_Exercise brief_
Each entry below is to be written out exactly, and the pictures are to be left out.

--- START ---

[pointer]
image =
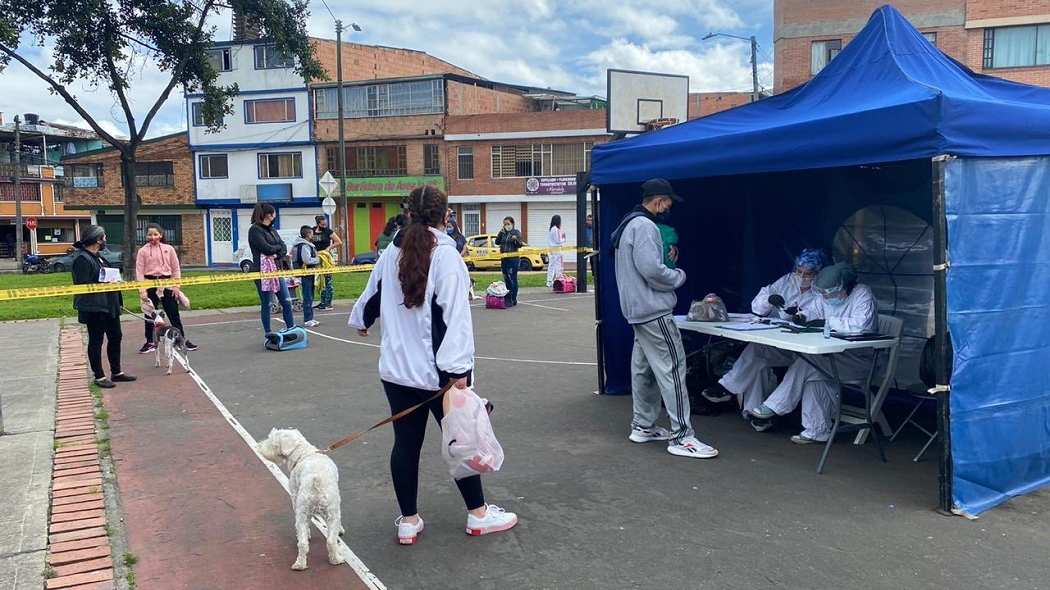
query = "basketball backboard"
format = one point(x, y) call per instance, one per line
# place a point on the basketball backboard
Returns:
point(636, 98)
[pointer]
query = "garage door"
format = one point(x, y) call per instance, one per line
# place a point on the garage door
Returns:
point(539, 222)
point(495, 212)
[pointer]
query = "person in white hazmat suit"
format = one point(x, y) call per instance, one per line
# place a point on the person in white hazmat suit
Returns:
point(848, 308)
point(752, 380)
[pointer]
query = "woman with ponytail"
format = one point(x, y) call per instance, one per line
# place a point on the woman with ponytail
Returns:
point(419, 286)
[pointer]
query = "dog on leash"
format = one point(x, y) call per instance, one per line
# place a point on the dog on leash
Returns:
point(313, 482)
point(169, 340)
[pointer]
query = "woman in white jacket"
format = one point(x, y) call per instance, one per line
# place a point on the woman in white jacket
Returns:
point(419, 286)
point(555, 238)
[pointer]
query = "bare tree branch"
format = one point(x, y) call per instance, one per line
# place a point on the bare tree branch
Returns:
point(175, 75)
point(69, 99)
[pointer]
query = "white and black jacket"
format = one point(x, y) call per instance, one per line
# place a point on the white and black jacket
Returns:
point(422, 346)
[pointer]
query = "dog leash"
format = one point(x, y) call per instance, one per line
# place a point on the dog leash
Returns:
point(353, 437)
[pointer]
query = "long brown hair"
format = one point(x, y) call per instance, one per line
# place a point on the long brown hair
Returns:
point(426, 207)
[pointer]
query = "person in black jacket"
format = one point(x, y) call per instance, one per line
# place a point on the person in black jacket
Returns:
point(509, 239)
point(100, 312)
point(265, 240)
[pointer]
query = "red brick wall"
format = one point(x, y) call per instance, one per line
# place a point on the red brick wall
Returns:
point(370, 62)
point(173, 149)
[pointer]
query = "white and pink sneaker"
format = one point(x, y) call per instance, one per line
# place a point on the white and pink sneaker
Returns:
point(406, 532)
point(496, 520)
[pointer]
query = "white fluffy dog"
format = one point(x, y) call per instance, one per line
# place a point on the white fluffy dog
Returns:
point(314, 485)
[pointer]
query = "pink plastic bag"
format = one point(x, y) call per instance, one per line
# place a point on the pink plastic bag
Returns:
point(467, 442)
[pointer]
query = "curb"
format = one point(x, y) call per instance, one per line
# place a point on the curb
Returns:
point(79, 554)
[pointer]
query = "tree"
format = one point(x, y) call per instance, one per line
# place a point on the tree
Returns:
point(102, 42)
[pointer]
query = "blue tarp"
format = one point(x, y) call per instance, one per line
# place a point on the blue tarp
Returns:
point(765, 178)
point(897, 95)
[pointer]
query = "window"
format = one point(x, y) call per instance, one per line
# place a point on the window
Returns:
point(371, 161)
point(221, 59)
point(267, 57)
point(29, 191)
point(432, 160)
point(541, 160)
point(821, 53)
point(172, 226)
point(465, 162)
point(471, 219)
point(280, 165)
point(154, 174)
point(85, 175)
point(197, 113)
point(270, 110)
point(382, 100)
point(214, 166)
point(1016, 46)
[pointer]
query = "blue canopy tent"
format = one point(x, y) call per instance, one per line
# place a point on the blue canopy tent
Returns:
point(890, 121)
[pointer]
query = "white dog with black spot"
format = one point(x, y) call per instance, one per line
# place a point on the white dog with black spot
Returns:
point(313, 483)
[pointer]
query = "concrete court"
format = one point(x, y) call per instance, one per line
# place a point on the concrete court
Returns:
point(599, 511)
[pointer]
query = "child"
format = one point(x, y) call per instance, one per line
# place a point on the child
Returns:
point(305, 256)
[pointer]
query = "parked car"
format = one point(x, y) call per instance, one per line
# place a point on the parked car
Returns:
point(486, 254)
point(111, 254)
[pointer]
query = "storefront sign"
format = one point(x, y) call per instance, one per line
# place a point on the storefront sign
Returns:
point(390, 186)
point(550, 185)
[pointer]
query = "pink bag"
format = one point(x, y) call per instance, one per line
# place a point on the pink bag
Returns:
point(565, 283)
point(467, 442)
point(496, 302)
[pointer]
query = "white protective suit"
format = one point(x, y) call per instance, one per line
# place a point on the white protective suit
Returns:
point(752, 379)
point(819, 396)
point(555, 266)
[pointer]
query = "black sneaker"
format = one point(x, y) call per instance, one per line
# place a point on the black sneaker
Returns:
point(716, 394)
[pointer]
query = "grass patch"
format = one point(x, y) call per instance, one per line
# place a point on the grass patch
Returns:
point(202, 296)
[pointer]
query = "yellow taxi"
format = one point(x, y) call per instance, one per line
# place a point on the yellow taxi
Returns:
point(484, 254)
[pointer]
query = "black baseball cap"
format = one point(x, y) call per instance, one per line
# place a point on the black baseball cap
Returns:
point(659, 186)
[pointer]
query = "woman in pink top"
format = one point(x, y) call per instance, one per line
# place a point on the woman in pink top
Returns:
point(158, 259)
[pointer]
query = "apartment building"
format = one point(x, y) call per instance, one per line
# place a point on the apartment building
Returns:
point(1004, 38)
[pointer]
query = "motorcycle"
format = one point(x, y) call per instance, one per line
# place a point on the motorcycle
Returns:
point(35, 264)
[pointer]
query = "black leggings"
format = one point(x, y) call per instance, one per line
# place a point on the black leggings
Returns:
point(408, 434)
point(103, 325)
point(170, 306)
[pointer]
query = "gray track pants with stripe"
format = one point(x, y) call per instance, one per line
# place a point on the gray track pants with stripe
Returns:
point(658, 373)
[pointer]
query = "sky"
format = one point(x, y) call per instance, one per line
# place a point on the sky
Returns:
point(566, 44)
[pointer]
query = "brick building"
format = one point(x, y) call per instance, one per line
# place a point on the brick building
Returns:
point(165, 178)
point(1004, 38)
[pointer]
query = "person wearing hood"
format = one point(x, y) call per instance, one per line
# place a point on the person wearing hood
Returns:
point(846, 308)
point(647, 299)
point(100, 312)
point(752, 380)
point(158, 259)
point(305, 256)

--- END ---

_Solution for this exercise_
[pointer]
image =
query = "basketball backboard"
format = one point(x, y) call per instance, one per line
# place a point on the basketball backboard
Returns:
point(636, 98)
[pointer]
query = "garage door"
format = one point(x, y) call per instance, one per line
# place a point on the garage door
Returns:
point(539, 222)
point(495, 212)
[pointer]
query = "person in white hazmat suit"
format = one point(x, y) call per instance, one per line
# place a point on the person in white hazmat suit
Returns:
point(848, 308)
point(752, 380)
[pointer]
query = "woman with ponytail"
format = one point(x, y) call per instance, one per line
# place a point on the woman with ponytail
Returns:
point(419, 286)
[pointer]
query = "dog on leash"
format = one point(x, y) call per instance, one per line
# place a point on the dog on leash
Returns:
point(313, 482)
point(169, 340)
[pointer]
query = "woman in white jacket"
format = one point(x, y) call per instance, one per line
# place a point on the woman in white jacket
Returns:
point(419, 286)
point(555, 238)
[pointer]
query = "bare tree branch"
format = one point(x, y) call per instance, one per line
# place a point on the bare tree branch
Returns:
point(175, 75)
point(69, 99)
[pointer]
query = "white and black jacket"
format = one point(x, y) call per instance, one per line
# place a point on the white and black jacket
Returns:
point(422, 346)
[pointer]
query = "dog leash"
format = one point(x, y) call per instance, one per line
# place a point on the dog leash
Returns:
point(353, 437)
[pointer]
query = "long brown hair"
format = one point(x, y) call per instance, one per line
# place a point on the long brown hair
Returns:
point(426, 207)
[pointer]
query = "person in black jacket"
format = one point(x, y) call per instance, one per line
# place a point on the person in black jacket
Returns:
point(509, 239)
point(100, 312)
point(265, 240)
[pointer]
query = "red brick wall"
format = one point(x, y) call per instance, one per line
# place a point on the red brick wall
Returns:
point(370, 62)
point(173, 149)
[pointer]
query = "white and pink sneaker"
format = one point(x, y) call per instance, one per line
# place a point on the white and pink sneaker
Returns:
point(406, 532)
point(496, 520)
[pointer]
query = "white fluffy dog"
format = one point(x, y) call per instance, one per line
# place a point on the white fluffy dog
Returns:
point(314, 485)
[pointer]
query = "pink plastic bag"
format = one point(x, y) call per instance, one per line
# place a point on the pink plastic bag
Returns:
point(467, 442)
[pointer]
query = "curb"
format = one point(x, y) call per instance, one per line
# place a point on the curb
Returns:
point(79, 554)
[pointer]
query = "tree"
format = one point(x, y) call per instance, one per line
# place a point on the tree
Returns:
point(102, 42)
[pointer]
query = "blue tarp"
format = one point(x, y) call per instance, one per line
# place a point on the blue tarp
Returns:
point(765, 178)
point(897, 95)
[pointer]
query = "window"
format = one point(x, y) call per instance, one per line
# place a point on the window
Returns:
point(371, 161)
point(221, 59)
point(267, 57)
point(29, 191)
point(432, 160)
point(541, 160)
point(821, 53)
point(172, 226)
point(465, 162)
point(471, 219)
point(280, 165)
point(154, 174)
point(85, 175)
point(197, 113)
point(270, 110)
point(382, 100)
point(214, 166)
point(1016, 46)
[pointer]
query = "blue canopy tent"
format = one point(x, y) call per instance, one per line
# place a point on the blue canopy tent
Returns:
point(890, 121)
[pointer]
query = "white dog with black spot"
format = one point(x, y) call per instance, one per line
# place a point on the white dog with black spot
Returns:
point(313, 483)
[pointer]
query = "concrete court"
format = one point(x, y) call per instance, one per line
# place a point on the concrete court
Returns:
point(599, 511)
[pointer]
query = "child"
format = one point(x, y) call per instance, one per line
# place a point on the child
Returns:
point(305, 256)
[pointer]
query = "parked car"
format = one point(x, y) call per instance, one per line
# place a point on the parked car
Returns:
point(486, 254)
point(111, 254)
[pointer]
query = "storefront sign"
format = one point(x, y) call per instance, one per line
# place a point on the storefront sign
Returns:
point(390, 186)
point(550, 185)
[pointer]
query = "pink bag"
format = one point(x, y) call per instance, one per line
# place a point on the pink bag
Returns:
point(565, 283)
point(467, 442)
point(496, 302)
[pointer]
query = "white protective suit"
format = one point(x, y) call per instance, one per line
# place a point on the white protective suit
Returns:
point(752, 379)
point(819, 396)
point(555, 266)
[pointer]
query = "black sneaker"
format = one point(x, y) call per instance, one per line
# place a point on the black sneaker
Returns:
point(716, 394)
[pointer]
query = "grass patch"
format = one point(x, y) call per instance, one per line
# place a point on the grass patch
Returns:
point(202, 296)
[pointer]
query = "yellow taxi"
format = one point(x, y) call per instance, one per line
# place a point on the yellow taxi
Returns:
point(484, 254)
[pointer]
query = "black baseball cap"
format = one point(x, y) call per instance, one per line
# place a point on the black baseball cap
Returns:
point(659, 186)
[pointer]
query = "woman in pink top"
format = one point(x, y) call per instance, one per line
# place a point on the woman in pink top
Returns:
point(158, 259)
[pointer]
query = "apartment building"
format = one point(x, y) call per instance, one per line
# place a point on the apartment building
Returns:
point(1004, 38)
[pointer]
query = "motorcycle"
format = one point(x, y) call per instance, one per line
# place a point on the motorcycle
Returns:
point(35, 264)
[pointer]
query = "black leggings"
format = one point(x, y) call per instance, one per line
# place a point on the black leggings
Returns:
point(408, 434)
point(103, 325)
point(170, 306)
[pointer]
query = "gray track pants with stripe"
format = one point(x, y) call per instance, one per line
# place a point on the gray track pants with stripe
Returns:
point(658, 373)
[pointer]
query = "sky"
format = one point(x, y) call per instance, one per line
# place a point on the sky
Returns:
point(566, 44)
[pointer]
query = "brick building"
format = one point(x, y) call per instance, one per line
# place a point on the brick building
Returns:
point(165, 178)
point(1004, 38)
[pointer]
query = "person wearing hood"
format = one point(x, y) call per instance, one per line
# place a point on the person wearing hood
Returns:
point(846, 308)
point(647, 299)
point(100, 312)
point(752, 380)
point(158, 259)
point(305, 256)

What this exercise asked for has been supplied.